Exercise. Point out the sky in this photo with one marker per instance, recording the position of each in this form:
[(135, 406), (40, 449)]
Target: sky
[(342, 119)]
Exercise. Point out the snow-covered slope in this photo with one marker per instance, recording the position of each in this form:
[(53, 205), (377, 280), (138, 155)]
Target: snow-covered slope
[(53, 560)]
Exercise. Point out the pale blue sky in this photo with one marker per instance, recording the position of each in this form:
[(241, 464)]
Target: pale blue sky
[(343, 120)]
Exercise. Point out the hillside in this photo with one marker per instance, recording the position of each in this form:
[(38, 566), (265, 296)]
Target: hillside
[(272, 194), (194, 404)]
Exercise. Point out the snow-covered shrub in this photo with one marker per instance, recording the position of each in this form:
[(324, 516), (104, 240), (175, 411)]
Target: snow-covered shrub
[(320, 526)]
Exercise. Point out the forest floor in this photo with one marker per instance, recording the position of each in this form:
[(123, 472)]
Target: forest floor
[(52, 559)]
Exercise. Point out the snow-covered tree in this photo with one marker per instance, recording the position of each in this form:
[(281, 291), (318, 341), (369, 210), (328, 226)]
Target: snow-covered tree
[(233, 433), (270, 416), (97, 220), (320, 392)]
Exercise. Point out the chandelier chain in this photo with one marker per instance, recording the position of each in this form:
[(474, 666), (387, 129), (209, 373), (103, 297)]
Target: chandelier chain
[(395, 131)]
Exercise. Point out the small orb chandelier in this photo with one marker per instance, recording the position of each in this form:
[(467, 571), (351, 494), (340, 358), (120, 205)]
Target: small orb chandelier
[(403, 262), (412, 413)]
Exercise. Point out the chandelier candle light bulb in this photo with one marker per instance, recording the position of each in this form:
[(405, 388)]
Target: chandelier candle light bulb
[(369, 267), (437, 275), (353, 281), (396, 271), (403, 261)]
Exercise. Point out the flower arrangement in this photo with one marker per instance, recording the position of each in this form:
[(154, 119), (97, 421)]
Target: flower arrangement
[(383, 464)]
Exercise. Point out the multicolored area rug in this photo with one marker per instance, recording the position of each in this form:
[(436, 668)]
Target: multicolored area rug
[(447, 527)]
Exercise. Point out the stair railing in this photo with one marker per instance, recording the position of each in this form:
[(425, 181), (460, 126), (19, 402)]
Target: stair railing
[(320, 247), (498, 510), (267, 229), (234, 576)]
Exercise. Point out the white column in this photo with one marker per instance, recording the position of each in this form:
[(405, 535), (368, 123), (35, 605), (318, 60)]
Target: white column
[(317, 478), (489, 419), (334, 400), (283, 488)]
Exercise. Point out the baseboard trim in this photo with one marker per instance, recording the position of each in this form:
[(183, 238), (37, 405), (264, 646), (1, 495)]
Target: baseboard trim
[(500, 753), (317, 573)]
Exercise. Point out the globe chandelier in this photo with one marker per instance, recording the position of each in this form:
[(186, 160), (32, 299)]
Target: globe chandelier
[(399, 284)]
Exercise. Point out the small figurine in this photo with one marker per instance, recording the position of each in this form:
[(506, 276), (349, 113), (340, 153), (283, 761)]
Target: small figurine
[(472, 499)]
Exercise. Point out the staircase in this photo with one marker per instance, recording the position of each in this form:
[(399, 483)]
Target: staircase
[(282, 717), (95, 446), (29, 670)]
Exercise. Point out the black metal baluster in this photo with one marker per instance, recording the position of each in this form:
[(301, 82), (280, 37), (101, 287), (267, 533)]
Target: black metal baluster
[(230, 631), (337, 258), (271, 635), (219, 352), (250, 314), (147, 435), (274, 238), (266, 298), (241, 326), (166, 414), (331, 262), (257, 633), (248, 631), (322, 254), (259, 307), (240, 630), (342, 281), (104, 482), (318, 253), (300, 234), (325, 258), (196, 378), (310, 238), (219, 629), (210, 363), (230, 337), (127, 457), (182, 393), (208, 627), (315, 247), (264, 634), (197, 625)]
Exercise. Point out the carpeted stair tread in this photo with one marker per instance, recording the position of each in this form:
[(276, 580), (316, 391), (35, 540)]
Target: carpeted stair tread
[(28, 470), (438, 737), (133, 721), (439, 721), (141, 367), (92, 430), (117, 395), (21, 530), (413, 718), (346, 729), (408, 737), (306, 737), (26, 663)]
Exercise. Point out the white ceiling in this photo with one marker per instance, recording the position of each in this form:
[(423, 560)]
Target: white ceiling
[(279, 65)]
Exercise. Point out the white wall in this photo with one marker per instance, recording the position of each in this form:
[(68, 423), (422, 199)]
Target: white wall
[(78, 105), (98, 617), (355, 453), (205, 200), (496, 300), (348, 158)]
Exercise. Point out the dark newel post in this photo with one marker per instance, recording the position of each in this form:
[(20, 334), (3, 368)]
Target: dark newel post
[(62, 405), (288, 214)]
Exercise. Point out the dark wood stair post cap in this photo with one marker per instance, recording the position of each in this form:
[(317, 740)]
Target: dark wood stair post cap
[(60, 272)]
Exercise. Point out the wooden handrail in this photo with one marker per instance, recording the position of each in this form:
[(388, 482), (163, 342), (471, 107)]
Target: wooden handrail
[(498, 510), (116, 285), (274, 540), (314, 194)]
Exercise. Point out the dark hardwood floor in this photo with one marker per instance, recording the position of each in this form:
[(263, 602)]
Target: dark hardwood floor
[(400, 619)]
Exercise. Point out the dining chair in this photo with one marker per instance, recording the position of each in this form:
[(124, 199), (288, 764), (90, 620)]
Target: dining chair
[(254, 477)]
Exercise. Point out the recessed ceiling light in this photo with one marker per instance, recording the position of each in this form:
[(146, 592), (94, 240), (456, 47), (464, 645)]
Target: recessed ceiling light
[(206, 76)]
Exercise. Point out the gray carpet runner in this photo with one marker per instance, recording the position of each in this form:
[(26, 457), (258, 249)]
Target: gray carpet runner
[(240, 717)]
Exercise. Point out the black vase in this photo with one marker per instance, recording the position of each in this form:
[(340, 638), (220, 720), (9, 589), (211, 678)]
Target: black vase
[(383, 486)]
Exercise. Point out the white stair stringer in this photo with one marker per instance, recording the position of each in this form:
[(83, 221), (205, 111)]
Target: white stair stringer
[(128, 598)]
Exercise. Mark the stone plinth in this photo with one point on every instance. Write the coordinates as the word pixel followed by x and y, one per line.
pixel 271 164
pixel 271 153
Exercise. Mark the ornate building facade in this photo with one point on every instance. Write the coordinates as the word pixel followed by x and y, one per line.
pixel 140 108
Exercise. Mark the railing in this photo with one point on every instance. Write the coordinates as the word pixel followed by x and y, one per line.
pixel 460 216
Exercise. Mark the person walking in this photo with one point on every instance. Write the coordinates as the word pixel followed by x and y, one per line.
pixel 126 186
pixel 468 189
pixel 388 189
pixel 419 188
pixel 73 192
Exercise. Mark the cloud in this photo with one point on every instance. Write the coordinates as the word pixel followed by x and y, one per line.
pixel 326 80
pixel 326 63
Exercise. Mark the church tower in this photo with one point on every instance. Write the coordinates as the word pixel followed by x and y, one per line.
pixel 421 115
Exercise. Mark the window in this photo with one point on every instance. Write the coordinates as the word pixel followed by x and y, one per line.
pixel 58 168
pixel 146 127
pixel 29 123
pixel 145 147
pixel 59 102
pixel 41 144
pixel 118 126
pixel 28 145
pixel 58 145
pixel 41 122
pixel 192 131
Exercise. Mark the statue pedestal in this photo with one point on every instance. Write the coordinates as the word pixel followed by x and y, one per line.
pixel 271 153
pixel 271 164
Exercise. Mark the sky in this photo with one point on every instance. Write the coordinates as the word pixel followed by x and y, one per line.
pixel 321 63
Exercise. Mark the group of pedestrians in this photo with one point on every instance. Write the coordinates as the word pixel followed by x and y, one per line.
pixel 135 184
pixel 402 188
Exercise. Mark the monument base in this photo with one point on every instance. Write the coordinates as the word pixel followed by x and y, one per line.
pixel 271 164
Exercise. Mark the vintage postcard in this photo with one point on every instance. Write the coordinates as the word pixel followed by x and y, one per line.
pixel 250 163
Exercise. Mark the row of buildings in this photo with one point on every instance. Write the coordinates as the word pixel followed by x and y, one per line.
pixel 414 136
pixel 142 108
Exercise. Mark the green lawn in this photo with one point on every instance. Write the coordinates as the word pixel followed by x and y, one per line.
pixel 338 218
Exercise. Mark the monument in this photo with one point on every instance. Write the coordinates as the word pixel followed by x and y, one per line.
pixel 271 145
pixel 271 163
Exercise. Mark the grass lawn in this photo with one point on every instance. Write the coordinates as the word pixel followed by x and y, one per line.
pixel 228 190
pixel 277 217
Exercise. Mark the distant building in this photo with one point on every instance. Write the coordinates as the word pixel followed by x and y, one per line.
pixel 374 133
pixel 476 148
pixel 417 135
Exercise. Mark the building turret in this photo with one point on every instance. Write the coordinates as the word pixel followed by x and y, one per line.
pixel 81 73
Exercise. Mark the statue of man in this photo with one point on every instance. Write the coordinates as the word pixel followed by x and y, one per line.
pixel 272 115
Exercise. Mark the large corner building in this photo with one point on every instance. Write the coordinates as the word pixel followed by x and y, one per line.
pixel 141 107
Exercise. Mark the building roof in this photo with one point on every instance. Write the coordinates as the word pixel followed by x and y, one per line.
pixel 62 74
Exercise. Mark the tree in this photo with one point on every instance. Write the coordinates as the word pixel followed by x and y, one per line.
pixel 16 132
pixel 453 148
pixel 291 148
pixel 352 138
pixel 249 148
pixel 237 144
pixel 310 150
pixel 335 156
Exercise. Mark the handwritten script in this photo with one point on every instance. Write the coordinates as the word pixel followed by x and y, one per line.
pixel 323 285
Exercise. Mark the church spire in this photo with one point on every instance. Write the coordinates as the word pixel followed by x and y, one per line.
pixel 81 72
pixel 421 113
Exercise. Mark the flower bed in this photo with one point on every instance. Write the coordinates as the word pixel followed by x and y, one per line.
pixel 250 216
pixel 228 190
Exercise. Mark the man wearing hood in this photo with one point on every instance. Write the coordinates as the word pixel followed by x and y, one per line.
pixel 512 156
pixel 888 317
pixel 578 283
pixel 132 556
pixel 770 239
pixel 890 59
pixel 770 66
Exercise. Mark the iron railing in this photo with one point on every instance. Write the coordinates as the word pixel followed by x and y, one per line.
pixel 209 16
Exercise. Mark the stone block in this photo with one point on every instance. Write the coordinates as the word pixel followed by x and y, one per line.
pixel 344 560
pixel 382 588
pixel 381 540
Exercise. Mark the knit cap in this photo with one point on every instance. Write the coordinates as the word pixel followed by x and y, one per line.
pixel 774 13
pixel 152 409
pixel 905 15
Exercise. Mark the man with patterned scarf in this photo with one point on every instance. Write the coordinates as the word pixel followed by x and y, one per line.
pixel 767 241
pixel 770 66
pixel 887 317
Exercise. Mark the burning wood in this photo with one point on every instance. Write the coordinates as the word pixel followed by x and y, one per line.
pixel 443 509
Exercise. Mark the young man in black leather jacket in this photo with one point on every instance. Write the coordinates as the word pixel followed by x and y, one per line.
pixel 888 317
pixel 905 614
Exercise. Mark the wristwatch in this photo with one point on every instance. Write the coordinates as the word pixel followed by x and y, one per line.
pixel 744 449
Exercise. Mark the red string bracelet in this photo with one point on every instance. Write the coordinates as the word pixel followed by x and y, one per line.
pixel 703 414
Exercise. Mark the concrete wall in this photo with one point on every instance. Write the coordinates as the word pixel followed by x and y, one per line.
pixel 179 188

******************************

- Description of the task: Set down exactly the lines from the opening line of the material through the line in which "[(281, 291), (318, 341), (369, 210), (328, 226)]" occurs, both included, and no other lines.

- Output for this task:
Exercise. Point out the sky in this photo with one marker per instance, recording the position of each in this form:
[(135, 406), (40, 449)]
Target: sky
[(342, 119)]
Exercise. Point out the snow-covered slope in this photo with one marker per instance, recording the position of each in this form:
[(53, 205), (377, 280), (138, 155)]
Target: snow-covered slope
[(53, 560)]
Exercise. Point out the pale blue sky in this photo with one marker per instance, recording the position of each in this form:
[(241, 464)]
Target: pale blue sky
[(343, 120)]
Exercise. Point out the hillside in this photo with one marker per instance, recording the position of each in this form:
[(38, 566), (265, 296)]
Target: hillside
[(272, 194), (194, 404)]
Exercise. Point out the snow-covered shrub in this photo with one marker per instance, recording the position of each in this form:
[(324, 516), (104, 240), (175, 411)]
Target: snow-covered shrub
[(320, 526)]
Exercise. Point out the forest floor in this photo with one marker per instance, recording the position of each in this form:
[(123, 472)]
Target: forest floor
[(52, 559)]
Exercise. Point out the snow-covered tree in this photo with one marker per instance, recording the position of each in this form:
[(281, 291), (318, 341), (369, 210), (328, 226)]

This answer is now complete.